§ **Task to complete**
Please find each line in the material below that contains the word "wall" and copy those lines out. Case counts.
>> Begin
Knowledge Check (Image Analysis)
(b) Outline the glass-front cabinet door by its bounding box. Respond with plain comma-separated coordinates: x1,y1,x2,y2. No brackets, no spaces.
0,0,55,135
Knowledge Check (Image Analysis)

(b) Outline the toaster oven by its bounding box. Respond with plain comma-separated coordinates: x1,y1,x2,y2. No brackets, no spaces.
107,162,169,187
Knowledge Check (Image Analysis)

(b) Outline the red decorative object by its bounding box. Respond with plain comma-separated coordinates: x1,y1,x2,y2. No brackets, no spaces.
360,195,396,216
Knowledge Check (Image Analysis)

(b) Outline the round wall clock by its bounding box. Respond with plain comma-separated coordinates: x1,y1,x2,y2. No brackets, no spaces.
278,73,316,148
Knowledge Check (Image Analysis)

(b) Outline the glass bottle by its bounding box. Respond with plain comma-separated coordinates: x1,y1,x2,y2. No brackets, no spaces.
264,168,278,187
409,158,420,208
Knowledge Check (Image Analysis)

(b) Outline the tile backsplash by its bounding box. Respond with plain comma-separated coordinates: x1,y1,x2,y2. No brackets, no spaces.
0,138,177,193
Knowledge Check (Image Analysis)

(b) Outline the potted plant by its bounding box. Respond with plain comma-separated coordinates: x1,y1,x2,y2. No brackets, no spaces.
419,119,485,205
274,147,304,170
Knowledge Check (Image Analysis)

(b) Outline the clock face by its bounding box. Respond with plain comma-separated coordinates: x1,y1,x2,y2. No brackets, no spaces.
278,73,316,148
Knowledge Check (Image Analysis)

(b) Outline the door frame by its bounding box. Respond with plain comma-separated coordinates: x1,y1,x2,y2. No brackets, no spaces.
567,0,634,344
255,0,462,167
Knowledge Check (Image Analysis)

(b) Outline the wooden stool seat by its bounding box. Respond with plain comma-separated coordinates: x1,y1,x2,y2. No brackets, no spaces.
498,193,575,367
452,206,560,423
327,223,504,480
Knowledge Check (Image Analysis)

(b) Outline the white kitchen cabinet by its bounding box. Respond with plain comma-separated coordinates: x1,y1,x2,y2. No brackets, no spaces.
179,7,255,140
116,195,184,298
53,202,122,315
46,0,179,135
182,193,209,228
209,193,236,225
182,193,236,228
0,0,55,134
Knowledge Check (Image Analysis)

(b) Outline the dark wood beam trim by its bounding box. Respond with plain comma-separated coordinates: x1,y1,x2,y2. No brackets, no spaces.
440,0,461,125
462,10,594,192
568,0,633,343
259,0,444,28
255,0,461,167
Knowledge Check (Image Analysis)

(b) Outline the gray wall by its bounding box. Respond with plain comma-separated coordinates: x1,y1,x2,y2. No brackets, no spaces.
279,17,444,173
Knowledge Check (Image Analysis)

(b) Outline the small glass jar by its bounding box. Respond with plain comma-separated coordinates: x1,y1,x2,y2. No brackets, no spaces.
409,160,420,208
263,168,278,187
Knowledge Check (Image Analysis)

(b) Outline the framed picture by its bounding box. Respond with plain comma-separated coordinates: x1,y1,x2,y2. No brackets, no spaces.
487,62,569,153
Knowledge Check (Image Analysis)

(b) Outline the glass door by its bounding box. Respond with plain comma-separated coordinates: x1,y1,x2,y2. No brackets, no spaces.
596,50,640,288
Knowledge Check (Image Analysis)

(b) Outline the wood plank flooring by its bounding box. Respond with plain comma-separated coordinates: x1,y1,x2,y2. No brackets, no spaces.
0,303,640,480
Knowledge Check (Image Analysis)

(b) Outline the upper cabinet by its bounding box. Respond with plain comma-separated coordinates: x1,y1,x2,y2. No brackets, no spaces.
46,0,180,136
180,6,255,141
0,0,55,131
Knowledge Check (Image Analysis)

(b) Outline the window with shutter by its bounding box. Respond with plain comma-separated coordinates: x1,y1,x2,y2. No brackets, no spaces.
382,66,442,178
>> End
§ **Reply to the task**
(b) Outline the round wall clock by its bounding box. Respond with plain comma-separated coordinates: x1,y1,x2,y2. No brackets, no spaces.
(b) Outline the gray wall by its bounding box. Respond with plain comma-separated coordinates: x1,y1,x2,y2. No brackets, no spaces.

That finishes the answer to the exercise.